Extrait retenu
____

DÉCRYPTAGE – Si elles conservent leur majorité au Parlement catalan avec 70 sièges sur 135 après les élections régionales anticipées de jeudi, les trois listes séparatistes vont désormais devoir s’entendre pour réussir à gouverner. Que peuvent-elles espérer ? L’indépendance de la pronvince est-elle toujours d’actualité ? À quoi faut-il s’attendre dans les prochaines semaines ? Éléments de réponse.
Un certain flou demeure. Au lendemain des élections régionales en Catalogne, qui ont vu les trois listes indépendantistes (ERC, Junts per Catalunya et CUP) conserver leur majorité absolue au Parlement avec 70 sièges sur 135 -contre 72 en 2015- malgré la victoire du parti centriste "espagnoliste" Ciudadanos d’Inés Arrimadas (37 mandats), les incertitudes restent nombreuses. Et pour cause : outre les négociations que vont désormais devoir mener les séparatistes pour s’entendre entre eux et réussir à gouverner, le sort de plusieurs personnalités élues jeudi semble encore (très) loin d’être fixé.

____

Relevé des données
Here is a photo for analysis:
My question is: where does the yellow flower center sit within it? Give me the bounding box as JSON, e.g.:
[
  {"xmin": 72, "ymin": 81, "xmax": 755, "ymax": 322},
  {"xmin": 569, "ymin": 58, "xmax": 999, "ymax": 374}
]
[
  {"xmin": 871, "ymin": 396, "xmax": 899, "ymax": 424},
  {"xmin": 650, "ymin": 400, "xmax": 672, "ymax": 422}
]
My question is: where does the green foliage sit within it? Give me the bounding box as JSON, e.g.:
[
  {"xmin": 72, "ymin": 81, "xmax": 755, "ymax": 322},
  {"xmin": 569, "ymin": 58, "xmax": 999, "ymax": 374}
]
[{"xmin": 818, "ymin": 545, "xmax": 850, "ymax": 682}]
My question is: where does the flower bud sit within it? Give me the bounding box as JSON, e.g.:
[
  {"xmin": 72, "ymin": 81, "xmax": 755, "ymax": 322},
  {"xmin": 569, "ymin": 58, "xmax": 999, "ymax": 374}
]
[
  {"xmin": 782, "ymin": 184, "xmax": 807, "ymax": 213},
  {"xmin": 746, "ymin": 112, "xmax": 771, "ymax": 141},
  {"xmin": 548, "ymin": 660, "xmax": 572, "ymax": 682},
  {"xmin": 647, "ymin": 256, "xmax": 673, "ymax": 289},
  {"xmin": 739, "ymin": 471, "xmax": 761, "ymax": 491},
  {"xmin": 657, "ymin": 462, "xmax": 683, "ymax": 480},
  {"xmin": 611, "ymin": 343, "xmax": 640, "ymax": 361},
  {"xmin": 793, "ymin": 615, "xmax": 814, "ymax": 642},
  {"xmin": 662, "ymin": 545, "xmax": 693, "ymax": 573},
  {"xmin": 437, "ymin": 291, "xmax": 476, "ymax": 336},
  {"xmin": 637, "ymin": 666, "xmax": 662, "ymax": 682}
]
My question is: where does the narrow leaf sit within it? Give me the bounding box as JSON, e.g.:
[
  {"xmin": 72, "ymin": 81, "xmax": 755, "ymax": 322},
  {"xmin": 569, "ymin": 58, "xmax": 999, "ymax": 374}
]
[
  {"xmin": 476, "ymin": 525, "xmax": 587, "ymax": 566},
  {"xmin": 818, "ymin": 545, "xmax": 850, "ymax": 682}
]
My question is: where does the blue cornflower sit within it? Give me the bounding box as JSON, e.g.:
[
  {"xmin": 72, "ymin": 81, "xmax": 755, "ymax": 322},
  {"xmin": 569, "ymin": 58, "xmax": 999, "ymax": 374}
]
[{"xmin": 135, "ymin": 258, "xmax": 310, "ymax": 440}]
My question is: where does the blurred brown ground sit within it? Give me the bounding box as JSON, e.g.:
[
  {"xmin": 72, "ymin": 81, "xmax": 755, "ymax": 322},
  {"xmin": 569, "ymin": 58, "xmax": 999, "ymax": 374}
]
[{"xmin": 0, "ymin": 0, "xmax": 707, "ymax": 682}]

____

Tâches demandées
1. Reproduisez le passage de l'article sur les élections catalanes, de « Un certain flou » à « loin d’être fixé. ».
2. Répondez aux questions suivantes d'après l'article sur les élections catalanes :
(a) Quel jour de la semaine les élections régionales anticipées ont-elles eu lieu ?
(b) Combien de mandats le parti Ciudadanos a-t-il obtenus ?
(c) Combien de sièges les listes indépendantistes détenaient-elles en 2015 ?
3. Reprenez l'article sur les élections régionales en Catalogne après sa dernière phrase.

Résultats
1.
Un certain flou demeure. Au lendemain des élections régionales en Catalogne, qui ont vu les trois listes indépendantistes (ERC, Junts per Catalunya et CUP) conserver leur majorité absolue au Parlement avec 70 sièges sur 135 -contre 72 en 2015- malgré la victoire du parti centriste "espagnoliste" Ciudadanos d’Inés Arrimadas (37 mandats), les incertitudes restent nombreuses. Et pour cause : outre les négociations que vont désormais devoir mener les séparatistes pour s’entendre entre eux et réussir à gouverner, le sort de plusieurs personnalités élues jeudi semble encore (très) loin d’être fixé.

2.
(a) Jeudi.
(b) 37 mandats.
(c) 72 sièges.

3.
À l’instar du chef de file de l’ERC, Oriol Junqueras, trois des nouveaux députés catalans se trouvent actuellement en prison tandis que cinq autres, dont l’ex-président destitué de la Generalitat, Carles Puigdemont, sont en exil. Vont-ils être en mesure d’exercer leur mandat ? Le gouvernement de Mariano Rajoy, qui a subi une gifle monumentale (seulement trois sièges obtenus pour le Parti populaire), va-t-il camper sur ses positions ou jouer la carte de l’apaisement ? L’indépendance de la région est-elle toujours d’actualité ? La crise est-elle sur le point de se terminer ? Pour l’heure, la situation est aussi imprévisible qu’inédite. En attendant d'en savoir plus, LCI décrypte les enjeux de ces prochains jours et de ces prochaines semaines en cinq questions.
Que peuvent espérer les séparatistes ?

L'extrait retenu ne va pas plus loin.